* _Given entries_
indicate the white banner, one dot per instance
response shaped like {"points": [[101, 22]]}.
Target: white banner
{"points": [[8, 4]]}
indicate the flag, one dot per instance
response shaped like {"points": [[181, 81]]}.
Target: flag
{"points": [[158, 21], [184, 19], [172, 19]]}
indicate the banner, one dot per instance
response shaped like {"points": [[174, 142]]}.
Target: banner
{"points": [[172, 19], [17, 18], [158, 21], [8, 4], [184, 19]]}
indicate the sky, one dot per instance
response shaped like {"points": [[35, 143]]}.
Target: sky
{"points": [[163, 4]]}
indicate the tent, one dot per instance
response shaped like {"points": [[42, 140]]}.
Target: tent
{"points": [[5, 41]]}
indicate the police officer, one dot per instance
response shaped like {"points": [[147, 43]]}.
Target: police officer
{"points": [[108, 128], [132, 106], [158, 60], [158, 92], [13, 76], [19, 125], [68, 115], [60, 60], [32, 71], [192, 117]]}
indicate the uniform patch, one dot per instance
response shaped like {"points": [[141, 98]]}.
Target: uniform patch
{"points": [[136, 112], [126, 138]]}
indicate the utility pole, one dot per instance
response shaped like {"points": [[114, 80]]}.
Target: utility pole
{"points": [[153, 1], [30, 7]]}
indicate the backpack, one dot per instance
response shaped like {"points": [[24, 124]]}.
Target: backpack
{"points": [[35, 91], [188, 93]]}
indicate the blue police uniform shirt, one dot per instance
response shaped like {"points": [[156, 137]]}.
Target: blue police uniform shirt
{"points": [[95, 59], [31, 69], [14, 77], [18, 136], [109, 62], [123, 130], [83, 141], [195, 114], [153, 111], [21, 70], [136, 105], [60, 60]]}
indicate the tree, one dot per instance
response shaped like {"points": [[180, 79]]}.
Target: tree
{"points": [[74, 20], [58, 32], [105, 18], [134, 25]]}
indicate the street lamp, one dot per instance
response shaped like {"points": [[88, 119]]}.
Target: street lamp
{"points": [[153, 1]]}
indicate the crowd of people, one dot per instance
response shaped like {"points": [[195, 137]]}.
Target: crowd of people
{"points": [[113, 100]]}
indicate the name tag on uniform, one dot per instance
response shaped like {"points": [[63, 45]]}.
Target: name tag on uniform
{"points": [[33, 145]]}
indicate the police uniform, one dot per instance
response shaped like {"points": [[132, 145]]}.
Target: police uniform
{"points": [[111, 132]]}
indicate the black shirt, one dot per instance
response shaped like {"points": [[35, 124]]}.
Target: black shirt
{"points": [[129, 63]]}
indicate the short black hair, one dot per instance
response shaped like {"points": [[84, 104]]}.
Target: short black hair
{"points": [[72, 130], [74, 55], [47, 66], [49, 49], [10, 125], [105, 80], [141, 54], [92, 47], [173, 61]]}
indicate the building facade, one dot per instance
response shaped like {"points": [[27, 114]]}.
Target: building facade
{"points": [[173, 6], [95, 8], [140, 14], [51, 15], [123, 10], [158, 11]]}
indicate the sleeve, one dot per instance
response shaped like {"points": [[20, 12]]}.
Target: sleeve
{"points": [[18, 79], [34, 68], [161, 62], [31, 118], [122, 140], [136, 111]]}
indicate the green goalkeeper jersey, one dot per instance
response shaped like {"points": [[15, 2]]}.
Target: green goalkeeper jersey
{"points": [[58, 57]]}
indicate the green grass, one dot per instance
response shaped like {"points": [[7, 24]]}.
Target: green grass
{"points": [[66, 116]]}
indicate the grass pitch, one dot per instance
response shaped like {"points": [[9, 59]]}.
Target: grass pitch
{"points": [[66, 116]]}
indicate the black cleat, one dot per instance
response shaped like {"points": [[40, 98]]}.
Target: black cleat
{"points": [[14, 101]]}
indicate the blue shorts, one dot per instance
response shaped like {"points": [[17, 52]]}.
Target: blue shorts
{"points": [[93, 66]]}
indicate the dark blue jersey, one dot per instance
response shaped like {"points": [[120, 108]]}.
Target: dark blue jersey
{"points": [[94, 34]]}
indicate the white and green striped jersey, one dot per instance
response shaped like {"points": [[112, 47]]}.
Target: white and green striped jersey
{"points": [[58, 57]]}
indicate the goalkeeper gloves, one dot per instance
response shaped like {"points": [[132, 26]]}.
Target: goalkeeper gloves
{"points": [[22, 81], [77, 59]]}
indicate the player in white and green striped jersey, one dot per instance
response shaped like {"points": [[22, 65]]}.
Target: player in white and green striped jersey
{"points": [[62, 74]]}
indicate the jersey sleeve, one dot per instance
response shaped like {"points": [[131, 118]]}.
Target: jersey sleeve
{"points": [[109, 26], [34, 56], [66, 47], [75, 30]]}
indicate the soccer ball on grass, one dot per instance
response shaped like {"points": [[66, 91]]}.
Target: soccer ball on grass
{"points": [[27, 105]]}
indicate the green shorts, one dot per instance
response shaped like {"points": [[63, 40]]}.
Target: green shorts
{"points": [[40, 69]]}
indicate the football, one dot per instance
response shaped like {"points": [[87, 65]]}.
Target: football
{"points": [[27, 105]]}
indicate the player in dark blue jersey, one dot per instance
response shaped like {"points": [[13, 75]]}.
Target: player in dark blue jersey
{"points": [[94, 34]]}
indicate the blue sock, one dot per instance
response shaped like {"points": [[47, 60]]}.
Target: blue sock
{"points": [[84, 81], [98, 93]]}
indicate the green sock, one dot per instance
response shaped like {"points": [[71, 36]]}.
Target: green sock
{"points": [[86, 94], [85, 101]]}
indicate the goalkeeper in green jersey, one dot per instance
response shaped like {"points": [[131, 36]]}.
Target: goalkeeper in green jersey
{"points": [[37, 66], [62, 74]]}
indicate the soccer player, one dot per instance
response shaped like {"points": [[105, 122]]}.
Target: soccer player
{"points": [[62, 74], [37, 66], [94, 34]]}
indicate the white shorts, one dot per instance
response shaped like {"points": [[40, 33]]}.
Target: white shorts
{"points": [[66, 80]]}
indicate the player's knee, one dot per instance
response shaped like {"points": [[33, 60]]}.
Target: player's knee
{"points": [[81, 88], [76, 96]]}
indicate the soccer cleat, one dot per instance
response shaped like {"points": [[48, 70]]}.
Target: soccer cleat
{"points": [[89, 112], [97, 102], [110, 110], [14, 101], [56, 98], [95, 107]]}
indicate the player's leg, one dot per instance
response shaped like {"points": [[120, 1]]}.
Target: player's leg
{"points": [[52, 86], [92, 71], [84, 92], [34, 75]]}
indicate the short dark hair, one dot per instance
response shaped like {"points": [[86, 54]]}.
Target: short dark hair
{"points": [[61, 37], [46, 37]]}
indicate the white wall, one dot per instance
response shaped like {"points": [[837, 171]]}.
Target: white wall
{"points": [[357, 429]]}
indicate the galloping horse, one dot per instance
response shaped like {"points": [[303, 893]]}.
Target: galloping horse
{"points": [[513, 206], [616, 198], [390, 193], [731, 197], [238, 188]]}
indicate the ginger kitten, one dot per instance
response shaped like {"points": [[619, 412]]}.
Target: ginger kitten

* _What to work on_
Output all of the data again. Match it exactly.

* _In response_
indicate the white banner, one dot per instance
response shaped like {"points": [[101, 22]]}.
Target: white banner
{"points": [[8, 4]]}
indicate the flag, one dot per instance
response shaped like {"points": [[181, 81]]}.
Target: flag
{"points": [[158, 21], [184, 19], [172, 19]]}
indicate the banner, one dot per instance
response shaped like {"points": [[174, 142]]}.
Target: banner
{"points": [[172, 19], [17, 18], [158, 21], [8, 4], [184, 19]]}
indicate the sky, one dot per instance
response shaped like {"points": [[35, 143]]}.
Target: sky
{"points": [[163, 4]]}
indicate the tent, one dot per instance
response shaped like {"points": [[42, 140]]}.
Target: tent
{"points": [[5, 41]]}
indicate the police officer, one dot per instance
response shaped like {"points": [[147, 43]]}.
Target: police officer
{"points": [[108, 128], [132, 106], [158, 60], [158, 92], [13, 76], [19, 125], [68, 115], [60, 60], [32, 71], [192, 117]]}
indicate the uniform patch, one dot per instance
response shaped like {"points": [[141, 98]]}.
Target: uniform patch
{"points": [[136, 112], [126, 138]]}
indicate the utility pole, one dot per instance
response shaped like {"points": [[114, 80]]}.
Target: utility pole
{"points": [[153, 1], [30, 7]]}
indicate the backpack, one dot per instance
response shaped like {"points": [[24, 124]]}.
Target: backpack
{"points": [[35, 91], [188, 93]]}
indicate the blue police uniform shirt, one dot per instance
response shaped like {"points": [[156, 137]]}.
Target: blue police uniform shirt
{"points": [[95, 59], [31, 69], [14, 77], [18, 136], [109, 62], [123, 130], [83, 141], [195, 114], [153, 111], [21, 70], [136, 105], [60, 60]]}
indicate the tree, one dot per instance
response shaped like {"points": [[180, 79]]}.
Target: tree
{"points": [[74, 20], [58, 32], [105, 18], [134, 25]]}
indicate the street lamp, one dot per instance
response shaped like {"points": [[88, 119]]}.
Target: street lamp
{"points": [[153, 1]]}
indicate the crowd of people, one dot per instance
response shaped like {"points": [[195, 137]]}.
Target: crowd of people
{"points": [[113, 100]]}
indicate the name tag on uniform, one dot per instance
response shaped like {"points": [[63, 45]]}.
Target: name tag on uniform
{"points": [[33, 145]]}
indicate the police uniform, one dot per instance
response shaped like {"points": [[132, 145]]}.
Target: police uniform
{"points": [[111, 132]]}
indicate the black shirt, one dot per instance
response shaped like {"points": [[35, 124]]}.
Target: black shirt
{"points": [[129, 63]]}
indicate the short black hair, one dot per instance
response shaped like {"points": [[84, 104]]}.
Target: short black hair
{"points": [[72, 130], [74, 55], [47, 66], [49, 49], [10, 125], [105, 80], [141, 54], [92, 47], [173, 61]]}
indicate the building facade, one dot per instance
response shaped like {"points": [[27, 114]]}.
Target: building facade
{"points": [[173, 6], [95, 8], [140, 14], [51, 15], [123, 10], [158, 11]]}
indicate the sleeve, one dot per instance
response shaped like {"points": [[20, 12]]}.
Target: sleeve
{"points": [[18, 79], [34, 68], [161, 62], [31, 118], [122, 140], [136, 111]]}
indicate the green goalkeeper jersey, one dot per instance
response shaped like {"points": [[15, 2]]}.
Target: green goalkeeper jersey
{"points": [[58, 57]]}
indicate the green grass, one dot per instance
response shaped like {"points": [[7, 24]]}.
Target: green grass
{"points": [[66, 116]]}
indicate the grass pitch, one dot per instance
response shaped like {"points": [[9, 59]]}.
Target: grass pitch
{"points": [[66, 116]]}
indicate the black cleat, one dot per instance
response shaped like {"points": [[40, 98]]}.
Target: black cleat
{"points": [[14, 101]]}
indicate the blue shorts, one dot per instance
response shaped like {"points": [[17, 52]]}.
Target: blue shorts
{"points": [[93, 66]]}
indicate the dark blue jersey, one dot per instance
response shaped like {"points": [[120, 108]]}.
Target: dark blue jersey
{"points": [[94, 34]]}
indicate the white and green striped jersey, one dot per instance
response shaped like {"points": [[112, 47]]}.
Target: white and green striped jersey
{"points": [[58, 57]]}
indicate the goalkeeper gloves, one dot per instance
response shaped like {"points": [[132, 26]]}.
Target: goalkeeper gloves
{"points": [[22, 81], [77, 59]]}
indicate the player in white and green striped jersey, one dot per instance
response shaped like {"points": [[22, 65]]}.
Target: player in white and green striped jersey
{"points": [[62, 74]]}
indicate the jersey sleeve, one dot per instance
response shaped like {"points": [[131, 118]]}.
Target: jersey sleeve
{"points": [[109, 26], [34, 56], [66, 47], [75, 30]]}
indicate the soccer ball on grass, one dot per instance
response shaped like {"points": [[66, 91]]}.
Target: soccer ball on grass
{"points": [[27, 105]]}
indicate the green shorts, one dot per instance
response shaped like {"points": [[63, 40]]}.
Target: green shorts
{"points": [[40, 69]]}
indicate the football, one dot per instance
response shaped like {"points": [[87, 65]]}.
Target: football
{"points": [[27, 105]]}
indicate the player in dark blue jersey, one dot per instance
response shaped like {"points": [[13, 75]]}.
Target: player in dark blue jersey
{"points": [[94, 34]]}
indicate the blue sock, one dot per instance
response shaped like {"points": [[47, 60]]}.
Target: blue sock
{"points": [[84, 81], [98, 93]]}
indicate the green sock, one dot per instance
response shaped like {"points": [[71, 36]]}.
Target: green sock
{"points": [[86, 94], [85, 101]]}
indicate the goalkeeper in green jersey, one dot per instance
response shaped like {"points": [[131, 36]]}.
Target: goalkeeper in green jersey
{"points": [[37, 66], [62, 74]]}
indicate the soccer player, one dot per instance
response shaped like {"points": [[105, 122]]}.
Target: soccer player
{"points": [[62, 74], [37, 66], [94, 34]]}
indicate the white shorts, one dot per instance
response shaped like {"points": [[40, 33]]}.
Target: white shorts
{"points": [[66, 80]]}
indicate the player's knee, one dot per instance
response shaped like {"points": [[33, 60]]}.
Target: player's knee
{"points": [[81, 88], [76, 96]]}
indicate the soccer cleat, one dot per instance
response shaped like {"points": [[48, 70]]}.
Target: soccer cleat
{"points": [[89, 112], [97, 102], [110, 110], [14, 101], [56, 98], [95, 107]]}
indicate the player's leg, one dot per instance
response shaped like {"points": [[120, 1]]}.
Target: player's leg
{"points": [[52, 86], [92, 71], [84, 92], [34, 75]]}
indicate the short dark hair, one dot per instance
response shaped like {"points": [[86, 54]]}.
Target: short dark hair
{"points": [[61, 37], [46, 37]]}
indicate the white wall, one dot per instance
response shaped like {"points": [[837, 171]]}.
Target: white wall
{"points": [[357, 429]]}
indicate the galloping horse, one dot per instance
response shaped like {"points": [[303, 893]]}.
Target: galloping horse
{"points": [[513, 206], [616, 198], [390, 193], [731, 197], [238, 188]]}
indicate the ginger kitten, one dot per instance
response shaped like {"points": [[619, 412]]}.
Target: ginger kitten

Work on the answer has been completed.